Transcribe every one of the entries below word for word, omitting the pictures from your answer.
============================================================
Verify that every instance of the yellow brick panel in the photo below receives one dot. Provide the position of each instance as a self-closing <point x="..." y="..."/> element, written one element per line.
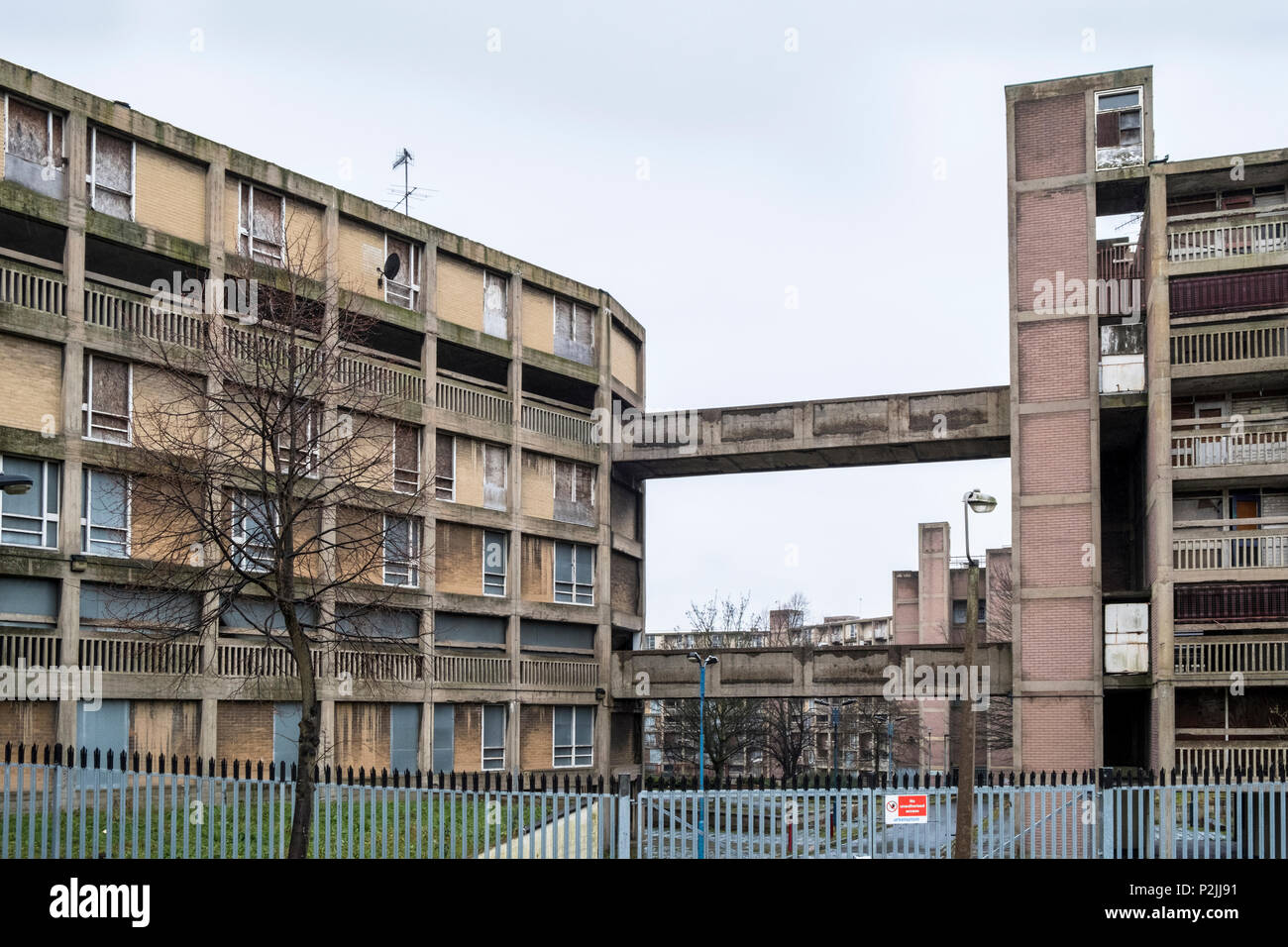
<point x="170" y="193"/>
<point x="539" y="320"/>
<point x="37" y="403"/>
<point x="459" y="558"/>
<point x="460" y="292"/>
<point x="539" y="488"/>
============================================================
Written solution:
Verify that every instance of the yellow brick panel in the photo below receives one dot. Provide the position of each instance as a self-closing <point x="..." y="..."/> element, written one element per line.
<point x="170" y="193"/>
<point x="539" y="320"/>
<point x="37" y="403"/>
<point x="459" y="558"/>
<point x="460" y="292"/>
<point x="539" y="488"/>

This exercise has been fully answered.